(Stored items from a collection)
━━━━━━

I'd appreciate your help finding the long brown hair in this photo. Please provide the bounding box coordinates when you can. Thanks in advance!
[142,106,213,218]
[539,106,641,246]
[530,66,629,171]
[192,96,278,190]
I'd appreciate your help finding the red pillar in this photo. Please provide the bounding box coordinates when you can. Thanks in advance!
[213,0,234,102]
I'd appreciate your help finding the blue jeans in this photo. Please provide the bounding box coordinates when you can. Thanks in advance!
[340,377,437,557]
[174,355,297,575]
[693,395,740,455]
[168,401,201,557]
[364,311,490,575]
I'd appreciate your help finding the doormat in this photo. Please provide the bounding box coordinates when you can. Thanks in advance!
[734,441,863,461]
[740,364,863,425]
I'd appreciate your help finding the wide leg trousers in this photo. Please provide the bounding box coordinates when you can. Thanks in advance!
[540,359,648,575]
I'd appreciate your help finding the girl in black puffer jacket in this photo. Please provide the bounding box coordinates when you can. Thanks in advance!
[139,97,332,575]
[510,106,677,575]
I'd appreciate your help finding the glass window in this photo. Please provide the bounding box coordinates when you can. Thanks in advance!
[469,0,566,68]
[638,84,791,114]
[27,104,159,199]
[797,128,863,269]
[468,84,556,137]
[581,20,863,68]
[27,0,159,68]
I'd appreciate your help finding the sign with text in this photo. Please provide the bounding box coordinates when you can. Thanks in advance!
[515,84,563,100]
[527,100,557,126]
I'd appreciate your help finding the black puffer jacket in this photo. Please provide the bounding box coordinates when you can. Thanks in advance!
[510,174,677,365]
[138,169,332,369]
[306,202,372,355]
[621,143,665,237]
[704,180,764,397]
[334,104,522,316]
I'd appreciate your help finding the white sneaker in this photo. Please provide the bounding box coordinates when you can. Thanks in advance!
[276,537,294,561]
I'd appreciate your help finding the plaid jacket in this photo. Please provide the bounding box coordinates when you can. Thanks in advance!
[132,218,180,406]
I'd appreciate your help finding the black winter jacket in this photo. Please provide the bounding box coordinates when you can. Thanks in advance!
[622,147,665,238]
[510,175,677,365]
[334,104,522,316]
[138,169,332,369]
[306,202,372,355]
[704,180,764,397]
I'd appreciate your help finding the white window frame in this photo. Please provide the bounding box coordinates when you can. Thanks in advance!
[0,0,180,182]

━━━━━━

Task to carry out → Reproduce every row above word for word, keeping them in their original order.

Solution for this problem →
I'd appreciate your help finding the long brown hair in this photo. Please provide the bounding box coordinates when you can. Thanks in advance!
[142,106,213,218]
[539,106,641,246]
[530,66,629,171]
[192,96,278,190]
I'd appreciate your help finding the red pillar in this photo. Please provide the bounding box coordinates when you can. Thanks in advance!
[213,0,234,102]
I'd appreciate your help finding the blue jeans in this photo. Please provide the bounding box coordinates when you can. Thanks in advance!
[340,377,437,557]
[174,355,297,575]
[693,395,740,455]
[168,401,201,557]
[364,311,490,575]
I'd appreciate your help finding the doormat in this photo. Please provide the bounding box coordinates when you can. Thanks in advance!
[734,441,863,461]
[740,364,863,425]
I'd appreciate your help finding the wide leg trousers in this photo. Please provide the bounding box coordinates when you can. Thanks in advance!
[540,359,648,575]
I'd appreciate your help finding the girl in black puffer jacket in this photo. Please provide the bounding box coordinates when you can. Thanks in advance!
[139,97,332,575]
[510,106,677,575]
I'd appreciate your help finding the glass window in this photo. Please provide the bounding box coordinates when you can. Thanks in advance!
[469,0,566,68]
[638,84,791,114]
[27,104,159,199]
[797,128,863,269]
[468,84,556,137]
[581,20,863,68]
[27,0,159,68]
I'd appreciate your help finding the sign with text in this photo. Please provide the bounding box coordinates when you can. Thanks in advance!
[515,84,563,100]
[527,100,557,126]
I'd appreciate your help finding the black puffer jacket in this photo. Please provide the bounding box coordinates when you can. Thanks in advance!
[510,174,677,365]
[138,169,332,369]
[306,202,372,355]
[621,143,665,237]
[704,180,764,397]
[334,104,522,316]
I'd appreciate your help finding the white sneaker in this photo. Please provide the bounding box coordinates when you can. Thanks in advance!
[276,537,294,561]
I'd appreciate your help finding the plaid jacket in this photo. Please provide the bounding box coordinates when you can. Thanks in advance!
[132,218,180,406]
I'd appreciate your help finding the black winter jacket in this photo. Please provide the bounding box coordinates when you can. Thanks in advance!
[622,147,665,238]
[510,175,677,365]
[334,104,522,316]
[138,169,332,369]
[306,202,372,355]
[704,180,764,397]
I'd appreciate your help finding the white window frame in this photo. Please provide the bounding box coordinates when you can. Thanks in advance!
[0,0,180,182]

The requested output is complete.